● **What to work on**: Please return the records below word for word, from their first line through the line with "left=457, top=125, right=481, bottom=157", including that line and nothing after it. Leave the pictures out.

● **Information given**:
───

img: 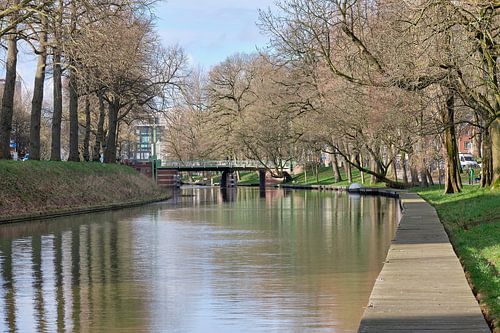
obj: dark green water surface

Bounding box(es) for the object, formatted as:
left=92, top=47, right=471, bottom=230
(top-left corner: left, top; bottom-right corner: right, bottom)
left=0, top=188, right=399, bottom=332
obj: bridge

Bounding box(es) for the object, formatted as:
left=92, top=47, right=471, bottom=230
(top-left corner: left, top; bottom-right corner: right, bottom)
left=158, top=160, right=272, bottom=190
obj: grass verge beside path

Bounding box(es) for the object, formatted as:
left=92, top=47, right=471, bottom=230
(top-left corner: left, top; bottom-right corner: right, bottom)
left=415, top=186, right=500, bottom=332
left=0, top=161, right=169, bottom=220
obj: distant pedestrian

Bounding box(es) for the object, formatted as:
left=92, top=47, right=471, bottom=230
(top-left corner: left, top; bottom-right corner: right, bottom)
left=469, top=167, right=475, bottom=185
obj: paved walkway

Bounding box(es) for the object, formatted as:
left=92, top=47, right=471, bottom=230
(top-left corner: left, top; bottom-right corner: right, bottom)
left=359, top=193, right=490, bottom=333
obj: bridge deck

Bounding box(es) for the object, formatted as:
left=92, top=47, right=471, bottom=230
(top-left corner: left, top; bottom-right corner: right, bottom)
left=159, top=161, right=266, bottom=171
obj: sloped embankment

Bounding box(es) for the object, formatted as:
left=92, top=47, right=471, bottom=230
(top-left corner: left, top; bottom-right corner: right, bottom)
left=0, top=161, right=169, bottom=221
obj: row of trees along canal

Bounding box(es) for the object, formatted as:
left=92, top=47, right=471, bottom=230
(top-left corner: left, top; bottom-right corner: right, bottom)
left=1, top=0, right=500, bottom=193
left=0, top=0, right=186, bottom=163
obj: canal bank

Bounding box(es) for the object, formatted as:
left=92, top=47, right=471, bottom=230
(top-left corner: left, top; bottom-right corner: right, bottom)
left=276, top=185, right=490, bottom=332
left=0, top=161, right=171, bottom=223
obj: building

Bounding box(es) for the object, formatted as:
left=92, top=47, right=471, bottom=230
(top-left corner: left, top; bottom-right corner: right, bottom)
left=457, top=125, right=481, bottom=157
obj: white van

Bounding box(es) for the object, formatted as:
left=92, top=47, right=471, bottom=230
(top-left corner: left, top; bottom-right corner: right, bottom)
left=458, top=153, right=479, bottom=169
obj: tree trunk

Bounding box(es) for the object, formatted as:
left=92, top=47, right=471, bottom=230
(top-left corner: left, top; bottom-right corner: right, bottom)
left=410, top=165, right=419, bottom=186
left=441, top=93, right=461, bottom=193
left=68, top=70, right=80, bottom=162
left=359, top=154, right=366, bottom=184
left=30, top=15, right=47, bottom=161
left=314, top=162, right=319, bottom=183
left=425, top=168, right=434, bottom=185
left=330, top=136, right=342, bottom=183
left=420, top=166, right=429, bottom=187
left=0, top=29, right=17, bottom=160
left=104, top=101, right=120, bottom=163
left=83, top=95, right=91, bottom=162
left=344, top=158, right=352, bottom=184
left=472, top=112, right=483, bottom=158
left=92, top=93, right=106, bottom=161
left=490, top=118, right=500, bottom=187
left=50, top=48, right=62, bottom=161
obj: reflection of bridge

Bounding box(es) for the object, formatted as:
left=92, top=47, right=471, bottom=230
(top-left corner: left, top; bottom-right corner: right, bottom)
left=158, top=160, right=266, bottom=190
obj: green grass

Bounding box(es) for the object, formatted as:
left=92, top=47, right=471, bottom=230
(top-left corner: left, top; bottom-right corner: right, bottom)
left=0, top=161, right=170, bottom=218
left=415, top=186, right=500, bottom=329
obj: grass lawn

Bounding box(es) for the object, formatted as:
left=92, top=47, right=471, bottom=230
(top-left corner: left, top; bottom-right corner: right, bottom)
left=238, top=167, right=385, bottom=187
left=415, top=186, right=500, bottom=330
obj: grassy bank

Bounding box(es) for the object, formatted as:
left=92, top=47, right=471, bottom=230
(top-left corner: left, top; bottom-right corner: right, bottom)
left=0, top=161, right=168, bottom=219
left=418, top=186, right=500, bottom=332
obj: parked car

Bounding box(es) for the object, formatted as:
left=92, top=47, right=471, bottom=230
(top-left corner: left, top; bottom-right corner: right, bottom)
left=458, top=153, right=479, bottom=169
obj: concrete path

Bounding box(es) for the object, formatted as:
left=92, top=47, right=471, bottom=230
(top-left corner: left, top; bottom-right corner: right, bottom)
left=359, top=193, right=490, bottom=333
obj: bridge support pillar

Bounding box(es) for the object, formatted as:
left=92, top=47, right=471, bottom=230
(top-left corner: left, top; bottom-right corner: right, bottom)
left=220, top=170, right=236, bottom=188
left=259, top=170, right=266, bottom=192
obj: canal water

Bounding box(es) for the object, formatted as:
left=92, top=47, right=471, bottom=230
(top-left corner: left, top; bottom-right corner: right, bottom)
left=0, top=188, right=399, bottom=332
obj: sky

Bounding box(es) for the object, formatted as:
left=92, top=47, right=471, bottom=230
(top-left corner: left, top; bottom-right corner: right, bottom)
left=0, top=0, right=274, bottom=95
left=156, top=0, right=274, bottom=69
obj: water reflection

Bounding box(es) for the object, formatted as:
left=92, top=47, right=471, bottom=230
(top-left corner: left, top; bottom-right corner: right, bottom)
left=0, top=188, right=399, bottom=332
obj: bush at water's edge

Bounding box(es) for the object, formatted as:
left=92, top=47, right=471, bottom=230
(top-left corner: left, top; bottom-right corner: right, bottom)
left=0, top=161, right=168, bottom=219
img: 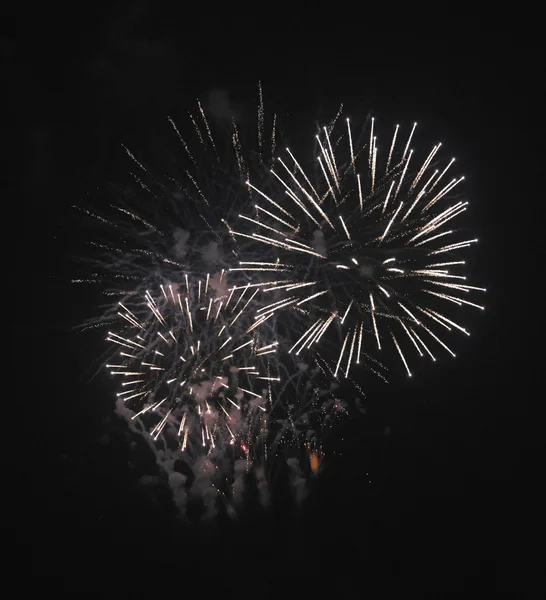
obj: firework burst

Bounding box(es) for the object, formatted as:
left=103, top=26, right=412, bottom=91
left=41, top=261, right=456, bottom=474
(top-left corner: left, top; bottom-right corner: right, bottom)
left=228, top=113, right=485, bottom=377
left=106, top=272, right=278, bottom=454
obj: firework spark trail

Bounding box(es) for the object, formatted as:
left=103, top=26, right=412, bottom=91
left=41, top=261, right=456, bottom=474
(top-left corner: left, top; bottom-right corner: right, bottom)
left=106, top=275, right=278, bottom=452
left=229, top=115, right=485, bottom=378
left=73, top=84, right=278, bottom=314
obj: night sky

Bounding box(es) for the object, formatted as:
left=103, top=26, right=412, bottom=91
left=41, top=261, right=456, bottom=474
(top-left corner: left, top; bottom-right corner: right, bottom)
left=14, top=11, right=544, bottom=598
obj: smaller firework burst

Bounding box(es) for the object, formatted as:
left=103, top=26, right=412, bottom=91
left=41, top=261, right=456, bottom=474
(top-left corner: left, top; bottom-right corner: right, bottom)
left=106, top=272, right=278, bottom=454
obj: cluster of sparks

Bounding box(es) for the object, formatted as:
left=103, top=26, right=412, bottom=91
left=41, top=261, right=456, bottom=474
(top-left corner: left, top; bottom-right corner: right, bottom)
left=227, top=113, right=485, bottom=378
left=88, top=87, right=485, bottom=492
left=106, top=272, right=278, bottom=452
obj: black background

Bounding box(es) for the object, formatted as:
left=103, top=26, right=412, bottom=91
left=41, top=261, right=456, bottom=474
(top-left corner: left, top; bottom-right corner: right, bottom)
left=13, top=11, right=544, bottom=598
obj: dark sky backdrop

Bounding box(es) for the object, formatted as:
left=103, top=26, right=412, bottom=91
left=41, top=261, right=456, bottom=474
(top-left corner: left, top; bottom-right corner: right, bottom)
left=17, top=11, right=542, bottom=597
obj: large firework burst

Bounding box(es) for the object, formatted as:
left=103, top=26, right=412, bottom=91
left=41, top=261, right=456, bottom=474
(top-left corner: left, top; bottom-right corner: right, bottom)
left=229, top=113, right=484, bottom=377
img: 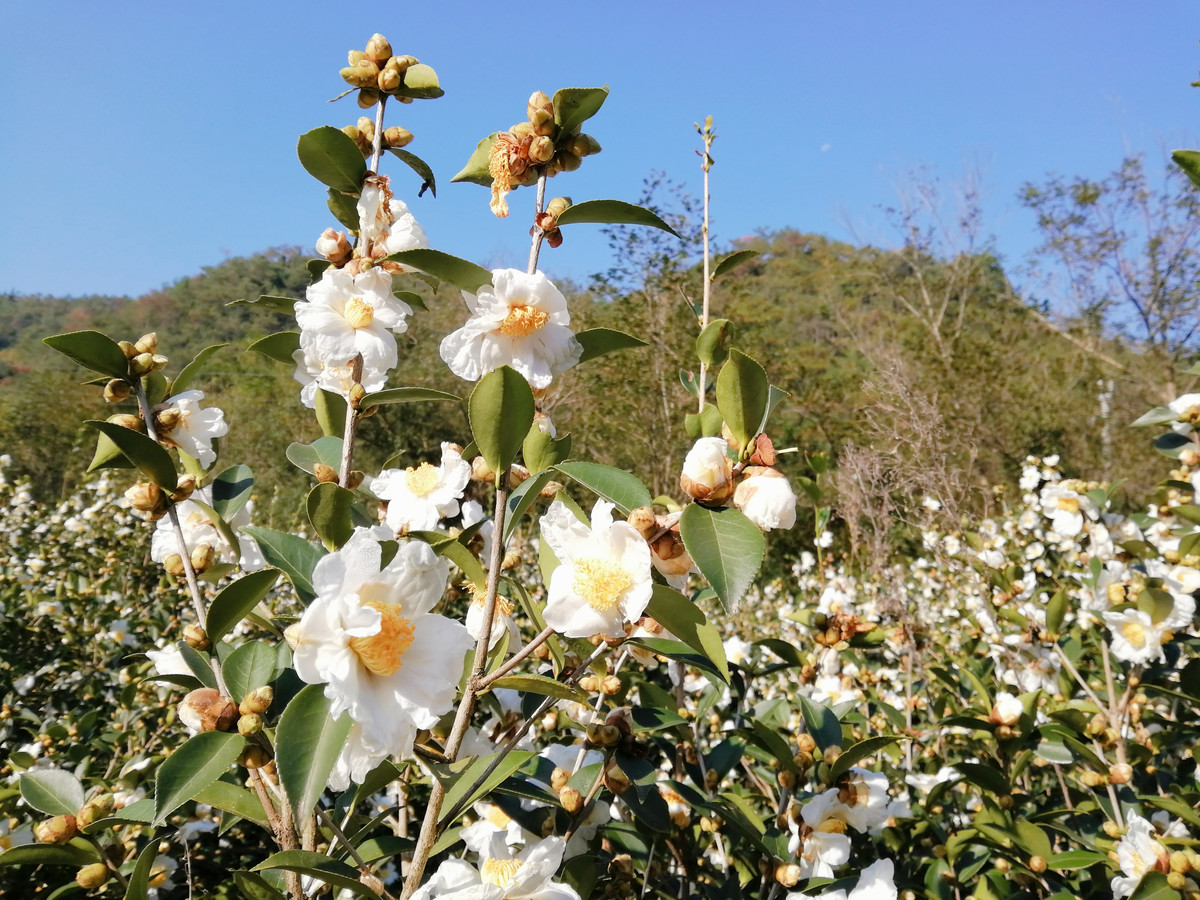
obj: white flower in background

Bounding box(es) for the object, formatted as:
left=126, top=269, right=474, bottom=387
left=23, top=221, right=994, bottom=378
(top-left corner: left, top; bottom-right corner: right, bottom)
left=440, top=269, right=583, bottom=389
left=413, top=834, right=580, bottom=900
left=371, top=443, right=470, bottom=534
left=733, top=466, right=796, bottom=532
left=541, top=500, right=653, bottom=637
left=154, top=391, right=229, bottom=468
left=1104, top=610, right=1165, bottom=664
left=288, top=530, right=473, bottom=781
left=150, top=487, right=266, bottom=572
left=295, top=268, right=413, bottom=377
left=1111, top=812, right=1171, bottom=898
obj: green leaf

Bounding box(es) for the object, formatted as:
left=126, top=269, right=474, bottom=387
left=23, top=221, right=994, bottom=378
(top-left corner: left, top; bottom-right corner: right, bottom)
left=20, top=768, right=84, bottom=816
left=313, top=388, right=347, bottom=437
left=42, top=331, right=130, bottom=378
left=254, top=850, right=379, bottom=900
left=796, top=694, right=841, bottom=751
left=829, top=734, right=901, bottom=784
left=386, top=146, right=438, bottom=198
left=646, top=584, right=730, bottom=683
left=242, top=526, right=325, bottom=605
left=246, top=331, right=300, bottom=365
left=325, top=187, right=360, bottom=234
left=716, top=350, right=770, bottom=448
left=296, top=125, right=367, bottom=194
left=558, top=200, right=682, bottom=240
left=551, top=84, right=608, bottom=133
left=204, top=569, right=280, bottom=648
left=154, top=731, right=246, bottom=824
left=391, top=62, right=445, bottom=100
left=575, top=328, right=649, bottom=362
left=492, top=674, right=588, bottom=703
left=192, top=781, right=268, bottom=828
left=224, top=641, right=280, bottom=703
left=386, top=248, right=492, bottom=294
left=305, top=481, right=354, bottom=550
left=84, top=419, right=179, bottom=491
left=359, top=388, right=462, bottom=409
left=708, top=250, right=760, bottom=281
left=467, top=366, right=534, bottom=475
left=169, top=343, right=229, bottom=396
left=278, top=684, right=354, bottom=830
left=679, top=503, right=767, bottom=611
left=554, top=460, right=653, bottom=516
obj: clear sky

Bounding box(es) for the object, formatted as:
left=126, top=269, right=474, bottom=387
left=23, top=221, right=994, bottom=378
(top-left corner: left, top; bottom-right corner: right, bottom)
left=0, top=0, right=1200, bottom=301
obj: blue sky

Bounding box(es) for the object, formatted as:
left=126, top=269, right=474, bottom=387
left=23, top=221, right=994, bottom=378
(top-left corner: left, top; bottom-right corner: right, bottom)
left=0, top=0, right=1200, bottom=301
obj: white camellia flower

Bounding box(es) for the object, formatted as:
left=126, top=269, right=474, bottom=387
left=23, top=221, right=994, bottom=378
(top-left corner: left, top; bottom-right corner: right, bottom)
left=1104, top=608, right=1165, bottom=664
left=154, top=391, right=229, bottom=468
left=733, top=467, right=796, bottom=532
left=440, top=269, right=583, bottom=389
left=413, top=834, right=580, bottom=900
left=541, top=500, right=653, bottom=637
left=288, top=529, right=473, bottom=782
left=1111, top=812, right=1171, bottom=898
left=371, top=443, right=470, bottom=534
left=295, top=268, right=413, bottom=377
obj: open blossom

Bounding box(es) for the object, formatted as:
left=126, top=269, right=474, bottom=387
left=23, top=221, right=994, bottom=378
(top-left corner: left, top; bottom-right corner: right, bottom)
left=371, top=443, right=470, bottom=534
left=288, top=529, right=472, bottom=782
left=295, top=268, right=413, bottom=373
left=440, top=269, right=583, bottom=388
left=154, top=391, right=229, bottom=468
left=541, top=500, right=653, bottom=637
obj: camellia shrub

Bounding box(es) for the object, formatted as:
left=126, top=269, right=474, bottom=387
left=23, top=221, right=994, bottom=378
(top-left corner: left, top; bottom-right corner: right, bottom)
left=0, top=28, right=1200, bottom=900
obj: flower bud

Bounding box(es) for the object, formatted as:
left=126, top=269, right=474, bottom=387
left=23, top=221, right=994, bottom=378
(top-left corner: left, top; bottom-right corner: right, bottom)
left=104, top=378, right=133, bottom=403
left=34, top=814, right=79, bottom=844
left=383, top=125, right=413, bottom=149
left=184, top=622, right=212, bottom=650
left=76, top=863, right=108, bottom=890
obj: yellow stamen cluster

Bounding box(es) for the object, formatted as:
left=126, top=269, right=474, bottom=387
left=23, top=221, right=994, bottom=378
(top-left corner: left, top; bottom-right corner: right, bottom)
left=349, top=600, right=415, bottom=677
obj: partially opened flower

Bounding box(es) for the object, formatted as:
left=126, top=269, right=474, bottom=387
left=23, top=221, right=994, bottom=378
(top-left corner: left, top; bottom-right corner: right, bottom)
left=440, top=269, right=583, bottom=388
left=154, top=391, right=229, bottom=468
left=288, top=530, right=473, bottom=780
left=541, top=500, right=653, bottom=637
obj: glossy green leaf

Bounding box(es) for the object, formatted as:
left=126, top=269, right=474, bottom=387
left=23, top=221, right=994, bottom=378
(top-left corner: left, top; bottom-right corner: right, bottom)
left=558, top=200, right=679, bottom=238
left=646, top=584, right=730, bottom=682
left=246, top=331, right=300, bottom=365
left=212, top=466, right=254, bottom=521
left=19, top=768, right=84, bottom=816
left=386, top=146, right=438, bottom=196
left=467, top=366, right=534, bottom=473
left=224, top=641, right=280, bottom=703
left=242, top=526, right=325, bottom=605
left=305, top=481, right=354, bottom=550
left=154, top=731, right=246, bottom=824
left=388, top=248, right=492, bottom=294
left=254, top=850, right=379, bottom=900
left=275, top=684, right=354, bottom=822
left=575, top=328, right=649, bottom=362
left=359, top=388, right=462, bottom=409
left=716, top=350, right=770, bottom=448
left=84, top=419, right=179, bottom=491
left=169, top=343, right=229, bottom=396
left=296, top=125, right=367, bottom=194
left=42, top=331, right=130, bottom=378
left=709, top=250, right=760, bottom=280
left=204, top=569, right=280, bottom=648
left=551, top=84, right=608, bottom=133
left=554, top=460, right=653, bottom=516
left=679, top=503, right=767, bottom=611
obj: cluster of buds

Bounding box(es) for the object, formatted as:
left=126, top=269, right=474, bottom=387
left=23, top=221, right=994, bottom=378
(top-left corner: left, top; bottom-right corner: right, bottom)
left=342, top=34, right=418, bottom=109
left=487, top=91, right=600, bottom=218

───

● **Answer below**:
img: 
obj: dark green water surface

Bounding box(es) for the object, formatted as:
left=92, top=47, right=471, bottom=230
(top-left corner: left, top; bottom-right corner: right, bottom)
left=0, top=188, right=399, bottom=332
obj: bridge

Bounding box(es) for the object, formatted as:
left=92, top=47, right=471, bottom=230
(top-left corner: left, top; bottom-right corner: right, bottom)
left=158, top=160, right=272, bottom=190
obj: grass verge beside path

Bounding box(es) for the object, formatted as:
left=92, top=47, right=471, bottom=230
(top-left corner: left, top; bottom-right corner: right, bottom)
left=415, top=186, right=500, bottom=332
left=0, top=161, right=169, bottom=220
obj: distant pedestrian

Bounding box(es) for the object, formatted as:
left=92, top=47, right=471, bottom=230
(top-left corner: left, top; bottom-right corner: right, bottom)
left=469, top=167, right=475, bottom=185
obj: paved walkway

Bounding box(es) for the object, formatted as:
left=92, top=47, right=471, bottom=230
(top-left corner: left, top; bottom-right corner: right, bottom)
left=359, top=193, right=490, bottom=333
obj: bridge deck

Bounding box(es) for the object, formatted as:
left=92, top=47, right=471, bottom=230
(top-left corner: left, top; bottom-right corner: right, bottom)
left=159, top=161, right=266, bottom=171
obj: sloped embankment

Bounding box(es) for the object, formatted as:
left=92, top=47, right=471, bottom=230
(top-left corner: left, top; bottom-right corner: right, bottom)
left=0, top=161, right=169, bottom=221
obj: row of trees along canal

Bounding box(es) for the object, formatted as:
left=92, top=47, right=471, bottom=230
(top-left corner: left, top; bottom-right corner: right, bottom)
left=1, top=0, right=500, bottom=193
left=0, top=0, right=186, bottom=163
obj: canal bank

Bounding box(es) for the object, formatted as:
left=92, top=47, right=471, bottom=230
(top-left corner: left, top; bottom-right corner: right, bottom)
left=276, top=185, right=490, bottom=332
left=0, top=161, right=171, bottom=223
obj: building

Bounding box(es) for the object, formatted as:
left=92, top=47, right=471, bottom=230
(top-left corner: left, top; bottom-right corner: right, bottom)
left=457, top=125, right=481, bottom=157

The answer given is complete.